Supplied information —
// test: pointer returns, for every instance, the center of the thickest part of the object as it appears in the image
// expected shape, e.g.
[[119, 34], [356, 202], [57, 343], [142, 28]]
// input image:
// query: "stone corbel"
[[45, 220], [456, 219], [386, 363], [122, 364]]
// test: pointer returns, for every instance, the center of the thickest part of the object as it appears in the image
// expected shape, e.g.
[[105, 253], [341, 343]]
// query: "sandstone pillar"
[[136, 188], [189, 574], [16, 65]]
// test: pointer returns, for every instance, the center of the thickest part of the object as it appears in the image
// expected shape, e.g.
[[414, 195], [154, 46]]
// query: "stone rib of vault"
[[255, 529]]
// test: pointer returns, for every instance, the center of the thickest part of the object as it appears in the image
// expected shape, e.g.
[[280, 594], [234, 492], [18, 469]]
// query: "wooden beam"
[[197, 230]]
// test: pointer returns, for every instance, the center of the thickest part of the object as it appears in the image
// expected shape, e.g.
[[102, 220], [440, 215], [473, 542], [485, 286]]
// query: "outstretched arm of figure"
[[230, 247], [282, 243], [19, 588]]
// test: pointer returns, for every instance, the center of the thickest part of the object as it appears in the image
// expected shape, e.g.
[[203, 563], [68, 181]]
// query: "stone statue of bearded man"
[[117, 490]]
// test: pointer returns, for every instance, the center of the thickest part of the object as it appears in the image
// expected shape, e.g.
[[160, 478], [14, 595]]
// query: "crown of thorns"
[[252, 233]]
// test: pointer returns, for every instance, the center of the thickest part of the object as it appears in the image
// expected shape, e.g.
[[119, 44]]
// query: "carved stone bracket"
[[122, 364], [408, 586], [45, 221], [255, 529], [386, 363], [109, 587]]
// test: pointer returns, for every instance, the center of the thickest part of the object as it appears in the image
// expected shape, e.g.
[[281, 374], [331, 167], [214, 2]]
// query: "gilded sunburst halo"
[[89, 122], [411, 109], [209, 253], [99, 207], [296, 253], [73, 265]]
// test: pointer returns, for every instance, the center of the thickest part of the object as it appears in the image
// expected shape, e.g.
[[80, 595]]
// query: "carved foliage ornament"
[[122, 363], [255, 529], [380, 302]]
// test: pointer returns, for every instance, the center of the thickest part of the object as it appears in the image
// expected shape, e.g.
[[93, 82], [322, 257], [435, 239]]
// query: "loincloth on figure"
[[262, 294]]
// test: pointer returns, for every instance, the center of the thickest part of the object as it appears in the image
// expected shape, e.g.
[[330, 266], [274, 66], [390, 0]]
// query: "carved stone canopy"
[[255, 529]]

Your task —
Reproduce each record exactly, leaving nothing out.

Task solution —
// test: pointer returns, for every instance, the center of the thickest part of the object as it appears in the image
// expected shape, e.g.
[[119, 34], [356, 202], [57, 343], [142, 28]]
// input image:
// query: "stone corbel"
[[45, 220], [456, 219], [386, 363], [122, 364]]
// test: pointer returns, for every instance, the center of the thickest part of the object as it appears in the image
// expected shape, e.g.
[[105, 253], [341, 343]]
// query: "sandstone pillar"
[[136, 188], [189, 574], [16, 65]]
// test: pointer returns, for every instance, the center of the thickest part of the object as it appears in the image
// expected shape, e.g.
[[414, 195], [154, 46]]
// query: "stone rib of vault"
[[255, 529]]
// test: pointer returns, for every instance, the center of the thickest part of the object as it appears in the image
// expected shape, e.g.
[[280, 594], [234, 492], [18, 469]]
// query: "wooden beam"
[[197, 230]]
// test: pointer returns, for every instance, the center of the thickest part of the object as it appears in the image
// expected shape, e.g.
[[102, 220], [440, 215], [473, 542], [485, 286]]
// query: "outstretched arm of figure"
[[230, 247], [282, 243], [19, 588]]
// test: pointer returns, for every instance, the center of the thickest part of the object as it appears in the image
// expected shape, e.g.
[[203, 563], [68, 181]]
// query: "stone statue of bearded man"
[[117, 490]]
// test: pointer returns, for every instance, the center of the thickest part of the object as it appears in the image
// expected shape, e.g.
[[160, 478], [14, 595]]
// query: "crown of thorns"
[[252, 233]]
// test: pointer returns, for every instance, the center of the thickest part of the object as it appears in the image
// expected shape, e.g.
[[119, 44]]
// query: "carved stone bracket"
[[122, 364], [408, 586], [45, 221], [255, 529], [386, 363], [109, 587]]
// test: pointer returns, for every instance, the center of the thickest part of the object as it appears in the image
// expected shape, e.g.
[[281, 374], [331, 167], [214, 2]]
// query: "gilded sunburst halo"
[[89, 122], [411, 109], [209, 253], [99, 207], [296, 253], [73, 265]]
// test: pointer returns, for every instance, the center of the thickest part of the object as it appears in the image
// expected shape, e.g.
[[80, 595]]
// query: "carved foliage ornament"
[[122, 363], [255, 529], [380, 302]]
// test: pointer returns, for every instance, the center of the thickest part of the object as it appears in the image
// expected shape, e.g.
[[93, 82], [322, 257], [435, 239]]
// query: "loincloth on figure"
[[262, 294]]
// test: pointer returns, for every instance, the center of the thickest part of the object as it appears in the image
// expected shape, e.g.
[[330, 266], [274, 66], [390, 0]]
// query: "carved stone canopy"
[[255, 529]]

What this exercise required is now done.